• Source material
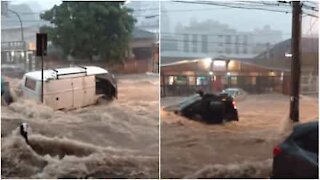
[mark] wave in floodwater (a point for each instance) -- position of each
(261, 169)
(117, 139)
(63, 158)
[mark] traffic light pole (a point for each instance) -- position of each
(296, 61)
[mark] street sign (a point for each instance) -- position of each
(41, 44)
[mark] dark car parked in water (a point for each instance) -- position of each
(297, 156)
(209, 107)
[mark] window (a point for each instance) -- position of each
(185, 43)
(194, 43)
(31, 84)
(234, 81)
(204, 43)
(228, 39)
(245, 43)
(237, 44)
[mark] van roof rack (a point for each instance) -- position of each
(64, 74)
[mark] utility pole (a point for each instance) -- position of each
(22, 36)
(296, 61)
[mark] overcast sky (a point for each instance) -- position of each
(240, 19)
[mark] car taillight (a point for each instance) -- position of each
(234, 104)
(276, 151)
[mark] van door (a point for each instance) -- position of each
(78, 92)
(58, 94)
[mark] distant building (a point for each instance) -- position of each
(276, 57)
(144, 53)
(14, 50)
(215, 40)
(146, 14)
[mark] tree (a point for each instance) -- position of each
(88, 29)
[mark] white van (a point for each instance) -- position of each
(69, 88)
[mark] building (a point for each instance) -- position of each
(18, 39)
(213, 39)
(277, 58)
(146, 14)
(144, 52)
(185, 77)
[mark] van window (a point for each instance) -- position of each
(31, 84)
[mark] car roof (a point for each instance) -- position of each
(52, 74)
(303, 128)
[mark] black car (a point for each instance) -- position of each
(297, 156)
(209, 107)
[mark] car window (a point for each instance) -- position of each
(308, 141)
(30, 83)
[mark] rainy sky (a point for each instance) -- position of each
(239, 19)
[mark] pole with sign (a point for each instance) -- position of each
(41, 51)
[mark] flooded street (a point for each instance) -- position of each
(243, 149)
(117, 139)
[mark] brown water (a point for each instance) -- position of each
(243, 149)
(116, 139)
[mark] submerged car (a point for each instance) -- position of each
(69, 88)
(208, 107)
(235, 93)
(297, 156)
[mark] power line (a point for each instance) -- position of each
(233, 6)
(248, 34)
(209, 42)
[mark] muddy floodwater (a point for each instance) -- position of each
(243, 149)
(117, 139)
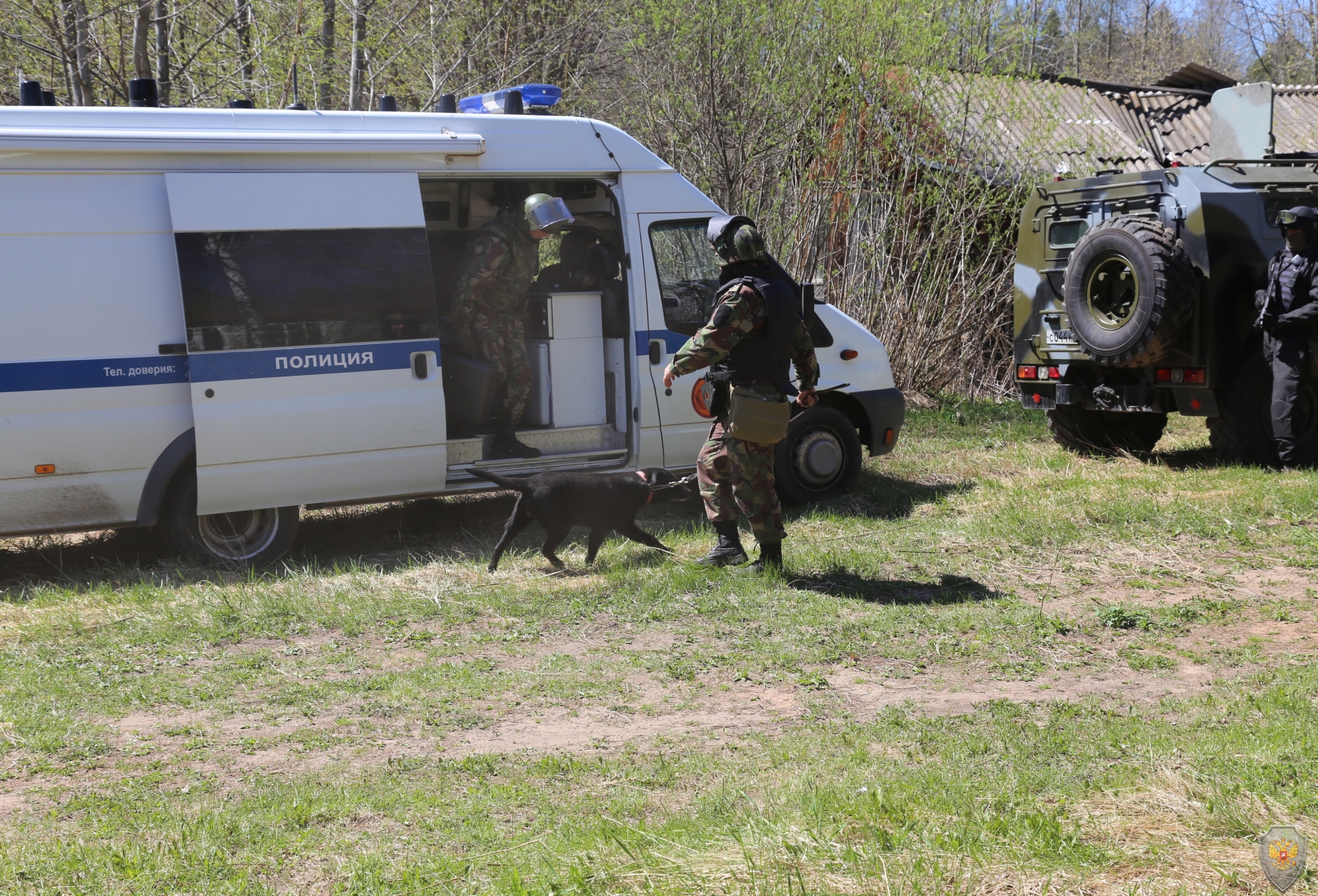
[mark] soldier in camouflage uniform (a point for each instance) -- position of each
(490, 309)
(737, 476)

• Requirements
Switch every "position of each" in the records to "coordinates of each" and give the lines again with nothing else changed. Omit the pictures from the answer.

• Reply
[mark] wave in floodwater (a point for each instance) -- coordinates of each
(261, 169)
(117, 139)
(63, 158)
[mark] traffic light pole (a point for each instance) -- coordinates of each
(296, 61)
[mark] street sign (a point for each instance) -- coordinates of each
(41, 44)
[mark] dark car parked in water (a point for each instance) -- coordinates of each
(297, 156)
(209, 107)
[mark] window (a point for each instance) -- coordinates of each
(185, 43)
(194, 43)
(31, 84)
(234, 81)
(204, 43)
(228, 39)
(245, 43)
(237, 44)
[mark] van roof rack (a point for each instance) -- coordinates of each
(64, 74)
[mark] utility pole (a point for each instance) -- coordinates of each
(22, 36)
(296, 61)
[mark] overcast sky (a point for each instance) -- coordinates of each
(240, 19)
[mark] car taillight (a point for each instance) -- coordinates of each
(234, 104)
(276, 151)
[mark] van door (a point for each instance) -- coordinates of each
(78, 92)
(58, 94)
[mark] distant building (a point for each instance) -- coordinates of each
(276, 57)
(144, 53)
(14, 50)
(215, 40)
(146, 14)
[mark] tree (a point for each instance) -- coordinates of each
(88, 29)
[mark] white van (a point for each instance) -- coordinates of each
(69, 88)
[mark] building (a point for each instance) -- coordinates of each
(18, 39)
(213, 39)
(277, 58)
(146, 14)
(144, 52)
(185, 77)
[mark] van window (a point for each instance) -- coordinates of each
(31, 84)
[mark] car roof (a point for each instance) -- coordinates of each
(52, 74)
(303, 128)
[mark] black car (a point for each instance) -- coordinates of each
(297, 156)
(209, 107)
[mark] car window (a point for each instance) -- coordinates of each
(308, 141)
(30, 83)
[mark] rainy sky (a point for each instance) -- coordinates of each
(239, 19)
[mark] pole with sign (a point for each instance) -- coordinates of each
(41, 51)
[mark] flooded street (a point for each instance) -- coordinates of each
(243, 149)
(117, 139)
[mark] brown water (a point for each instance) -- coordinates of each
(243, 149)
(116, 139)
[mark] submerged car (a point for each instance) -- coordinates of each
(69, 88)
(208, 107)
(235, 93)
(297, 156)
[mark] power line (a point for each instance) -- coordinates of each
(233, 6)
(248, 34)
(209, 42)
[mark] muddy floodwater (a point for each instance) -- coordinates of each
(243, 149)
(117, 139)
[mark] soldier in camouflage uniform (a point for each instance) -- coordinates of each
(490, 309)
(737, 476)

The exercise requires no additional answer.